Amongst the big news last week (besides the octopus-squid battle, a dress, and a singer falling over whilst – presumably – sober) was the release of an editorial from the journal “Basic and Applied Social Psychology” (BASP) which announced that it was banning p-values. There was much rejoicing by people who didn’t read the fine print. Because not only did the journal ban p-values it also banned confidence intervals and said it wasn’t particularly keen on Bayesian methods either. In other words, they pretty much banned any statistical analysis besides calculating means and drawing a few plots.
This lead to some mild twitter outrage amongst the cognescenti of statistical ecology:
Basic and Applied Social Psychology bans both p-values *and* confidence intervals. http://t.co/RkOsChVXpT HT @FidlerF #NoMoreStats
— Michael McCarthy (@mickresearch) February 24, 2015
@bolkerb you can’t directly observe uncertainty, it shouldn’t be reported. @mickresearch @FidlerF
— Dave Harris (@davidjayharris) February 24, 2015
@bolkerb @mickresearch @FidlerF the bane of my life is non-statisticians telling me they know more about f*cking stats than I do.
— Mark Brewer (@BulbousSquidge) February 24, 2015
The editors who wrote the editorial do have good intentions but they just don’t understand the issues.
They start by a firm statement:
From now on, BASP is banning the NHSTP [null hypothesis significance testing procedure].
Which may be going a bit far, but is also a defensible position. After all, p-values are evil, and this is one way of striking a blow for the Forces of Light. The problems come with what the editors do next:
Confidence intervals suffer from an inverse inference problem that is not very different from that suffered by the NHSTP. … Therefore, confidence intervals also are banned from BASP.
Yup. We can’t give estimates of uncertainty. Their argument I ellipsed out above reveals their muddled thinking:
Regarding confidence intervals, the problem is that, for example, a 95% confidence interval does not indicate that the parameter of interest has a 95% probability of being within the interval. Rather, it means merely that if an infinite number of samples were taken and confidence intervals computed, 95% of the confidence intervals would capture the population parameter. Analogous to how the NHSTP fails to provide the probability of the null hypothesis, which is needed to provide a strong case for rejecting it, confidence intervals do not provide a strong case for concluding that the population parameter of interest is likely to be within the stated interval.

+++

▸ **LIST OF TASKS**
• 1. Which journal published the editorial discussed in the post on the p-value ban?
• 2. Return the passage of the post on the p-value ban that runs from "This lead to" up to and including "stats than I do.", copied word for word.

▸ **SOURCE DATA**
+++

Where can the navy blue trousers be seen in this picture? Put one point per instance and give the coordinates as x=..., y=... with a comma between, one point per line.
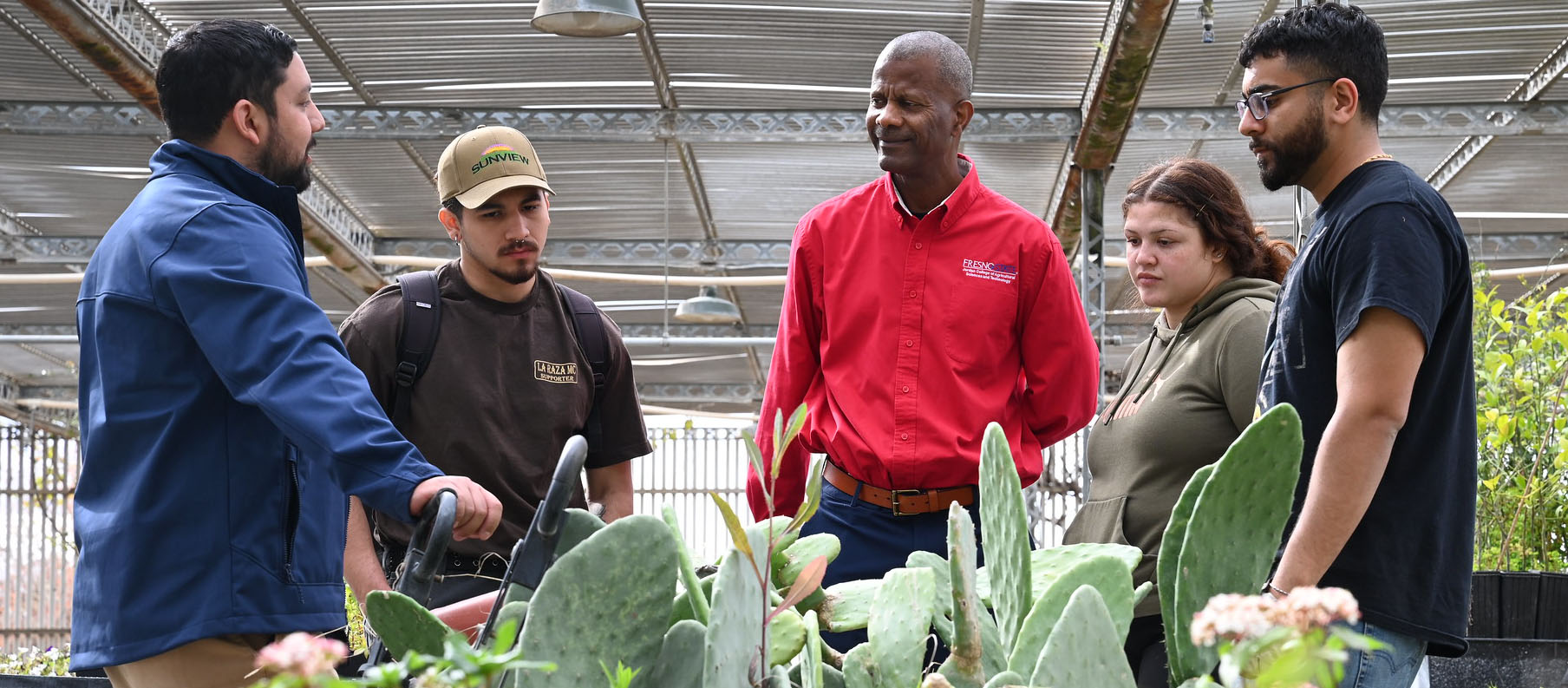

+++

▸ **RESULTS FOR THE EXERCISE**
• 1. Basic and Applied Social Psychology (BASP)

• 2.
This lead to some mild twitter outrage amongst the cognescenti of statistical ecology:
Basic and Applied Social Psychology bans both p-values *and* confidence intervals. http://t.co/RkOsChVXpT HT @FidlerF #NoMoreStats
— Michael McCarthy (@mickresearch) February 24, 2015
@bolkerb you can’t directly observe uncertainty, it shouldn’t be reported. @mickresearch @FidlerF
— Dave Harris (@davidjayharris) February 24, 2015
@bolkerb @mickresearch @FidlerF the bane of my life is non-statisticians telling me they know more about f*cking stats than I do.